EXTRAIT:
++++
VOLET BAROMÉTRIQUE : DES PERSPECTIVES D’AVENIR QUI S’ÉCLAIRCISSENT, PARTICULIÈREMENT AUX YEUX DES CHEFS D’ENTREPRISE

Les chefs d’entreprise sont beaucoup plus optimistes qu’en début d’année, notamment sur le développement économique de leur secteur d’activité.

En mars 2015, lors de la vague précédente du baromètre, les chefs d’entreprise français s’étaient illustrés par leur fort pessimiste dans de nombreux domaines, notamment le développement économique de leur entreprise. Seulement 32% se disaient confiants pour les 6 mois à venir sur ce point (-11 points par rapport à l’année précédente).

Ils sont désormais 51% (+19 points par rapport à mars dernier) à être confiants en la matière, un record depuis le début du suivi de cet indicateur en 2009. La reprise de la confiance est spectaculaire dans le secteur des services (60% ; +35 points par rapport au début de l’année), mais aussi dans le secteur du BTP (53% ; +18) et de l’Industrie (43% ; +16), même si elle reste plus limitée. La stabilité est de mise pour le commerce (42% de confiance quant au développement économique de ce secteur, comme en début d’année).
Cette hausse de la confiance s’observe y compris chez les dirigeants de TPE (50% ; +11 points par rapport au début de l’année).

La confiance des chefs d’entreprise repart également à la hausse en ce qui concerne le niveau de stress de leurs salariés (63% se disent désormais optimistes sur l’évolution de celui-ci ; +5 points par rapport au début de l’année), la possibilité de leur proposer des formations (50% ; +18 et plus haut niveau depuis décembre 2011), mais aussi, même si les niveaux d’optimisme restent beaucoup plus limités, sur l’augmentation des salaires ou du pouvoir d’achat de leurs salariés (28% ; +5) ou leur capacité à embaucher (18% ; +6).
++++
CONSIGNE DONNÉE A:
Recopiez intégralement l'extrait sur la confiance des chefs d'entreprise, sans y changer quoi que ce soit.

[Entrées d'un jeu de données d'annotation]
++++
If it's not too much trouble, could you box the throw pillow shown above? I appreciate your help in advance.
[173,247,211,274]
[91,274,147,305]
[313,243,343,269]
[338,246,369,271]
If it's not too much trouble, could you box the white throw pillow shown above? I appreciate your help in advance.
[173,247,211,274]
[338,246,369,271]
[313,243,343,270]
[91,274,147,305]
++++
CONSIGNE DONNÉE B:
Réécrivez toute la liste en remplaçant « throw pillow » par « cushion » et laissez le reste tel quel.

RÉSULTAT DE L'EXERCICE A:
VOLET BAROMÉTRIQUE : DES PERSPECTIVES D’AVENIR QUI S’ÉCLAIRCISSENT, PARTICULIÈREMENT AUX YEUX DES CHEFS D’ENTREPRISE

Les chefs d’entreprise sont beaucoup plus optimistes qu’en début d’année, notamment sur le développement économique de leur secteur d’activité.

En mars 2015, lors de la vague précédente du baromètre, les chefs d’entreprise français s’étaient illustrés par leur fort pessimiste dans de nombreux domaines, notamment le développement économique de leur entreprise. Seulement 32% se disaient confiants pour les 6 mois à venir sur ce point (-11 points par rapport à l’année précédente).

Ils sont désormais 51% (+19 points par rapport à mars dernier) à être confiants en la matière, un record depuis le début du suivi de cet indicateur en 2009. La reprise de la confiance est spectaculaire dans le secteur des services (60% ; +35 points par rapport au début de l’année), mais aussi dans le secteur du BTP (53% ; +18) et de l’Industrie (43% ; +16), même si elle reste plus limitée. La stabilité est de mise pour le commerce (42% de confiance quant au développement économique de ce secteur, comme en début d’année).
Cette hausse de la confiance s’observe y compris chez les dirigeants de TPE (50% ; +11 points par rapport au début de l’année).

La confiance des chefs d’entreprise repart également à la hausse en ce qui concerne le niveau de stress de leurs salariés (63% se disent désormais optimistes sur l’évolution de celui-ci ; +5 points par rapport au début de l’année), la possibilité de leur proposer des formations (50% ; +18 et plus haut niveau depuis décembre 2011), mais aussi, même si les niveaux d’optimisme restent beaucoup plus limités, sur l’augmentation des salaires ou du pouvoir d’achat de leurs salariés (28% ; +5) ou leur capacité à embaucher (18% ; +6).

RÉSULTAT DE L'EXERCICE B:
If it's not too much trouble, could you box the cushion shown above? I appreciate your help in advance.
[173,247,211,274]
[91,274,147,305]
[313,243,343,269]
[338,246,369,271]
If it's not too much trouble, could you box the white cushion shown above? I appreciate your help in advance.
[173,247,211,274]
[338,246,369,271]
[313,243,343,270]
[91,274,147,305]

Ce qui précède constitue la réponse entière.